#### ENTRIES
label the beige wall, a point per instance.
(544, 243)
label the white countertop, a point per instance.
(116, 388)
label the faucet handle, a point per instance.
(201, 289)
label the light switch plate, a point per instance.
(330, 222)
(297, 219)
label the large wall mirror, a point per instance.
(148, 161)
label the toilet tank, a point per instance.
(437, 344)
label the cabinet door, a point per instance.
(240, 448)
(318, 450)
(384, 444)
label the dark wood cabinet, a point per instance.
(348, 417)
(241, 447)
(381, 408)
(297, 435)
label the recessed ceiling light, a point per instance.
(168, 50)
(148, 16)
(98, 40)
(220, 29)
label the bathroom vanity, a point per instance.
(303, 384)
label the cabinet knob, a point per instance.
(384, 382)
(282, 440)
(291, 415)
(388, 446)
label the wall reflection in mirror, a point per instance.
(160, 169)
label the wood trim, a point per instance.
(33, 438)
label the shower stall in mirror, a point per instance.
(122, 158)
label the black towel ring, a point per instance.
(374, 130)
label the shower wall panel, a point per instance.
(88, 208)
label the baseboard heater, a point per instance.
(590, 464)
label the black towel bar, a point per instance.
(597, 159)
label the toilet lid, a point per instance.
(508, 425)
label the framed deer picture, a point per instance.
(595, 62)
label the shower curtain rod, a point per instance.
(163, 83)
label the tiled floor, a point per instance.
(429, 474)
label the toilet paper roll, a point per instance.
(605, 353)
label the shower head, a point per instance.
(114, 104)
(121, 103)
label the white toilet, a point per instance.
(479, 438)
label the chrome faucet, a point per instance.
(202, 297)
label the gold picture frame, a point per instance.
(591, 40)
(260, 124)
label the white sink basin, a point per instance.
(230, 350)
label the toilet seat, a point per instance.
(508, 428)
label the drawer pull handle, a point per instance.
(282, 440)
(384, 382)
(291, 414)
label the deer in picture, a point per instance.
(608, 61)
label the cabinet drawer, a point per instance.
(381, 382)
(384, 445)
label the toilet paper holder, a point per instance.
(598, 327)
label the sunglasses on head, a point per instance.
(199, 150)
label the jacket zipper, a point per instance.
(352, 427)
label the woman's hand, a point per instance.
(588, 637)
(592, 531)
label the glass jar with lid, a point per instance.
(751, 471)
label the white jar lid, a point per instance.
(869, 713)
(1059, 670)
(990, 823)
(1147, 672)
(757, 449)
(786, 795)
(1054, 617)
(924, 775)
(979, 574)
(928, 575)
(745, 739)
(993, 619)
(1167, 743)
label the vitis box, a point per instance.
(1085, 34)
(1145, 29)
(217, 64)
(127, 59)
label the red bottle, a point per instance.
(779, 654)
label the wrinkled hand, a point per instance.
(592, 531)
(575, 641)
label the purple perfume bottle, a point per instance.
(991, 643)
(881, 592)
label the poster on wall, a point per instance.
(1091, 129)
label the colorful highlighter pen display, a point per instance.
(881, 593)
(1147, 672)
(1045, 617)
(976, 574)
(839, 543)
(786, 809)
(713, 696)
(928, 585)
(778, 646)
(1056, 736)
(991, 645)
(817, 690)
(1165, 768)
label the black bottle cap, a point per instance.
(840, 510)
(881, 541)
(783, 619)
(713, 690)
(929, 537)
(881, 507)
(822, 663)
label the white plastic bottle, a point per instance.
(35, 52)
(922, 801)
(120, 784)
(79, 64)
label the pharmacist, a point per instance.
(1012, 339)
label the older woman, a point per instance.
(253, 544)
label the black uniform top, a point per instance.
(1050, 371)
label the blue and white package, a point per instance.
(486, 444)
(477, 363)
########
*TASK DIRECTIONS*
Rewrite the entries from the line containing "label the white plastic" through the line containing "(1050, 371)", keeping the requests unchanged and raising every coordinate in the answers by 134.

*TASK SOLUTION*
label the white plastic bottle, a point per instance.
(169, 186)
(1056, 935)
(254, 918)
(213, 198)
label the pharmacist, a point per instance.
(1146, 473)
label the older woman, a point per instance.
(387, 678)
label the black uniform top, a point per instance.
(1184, 505)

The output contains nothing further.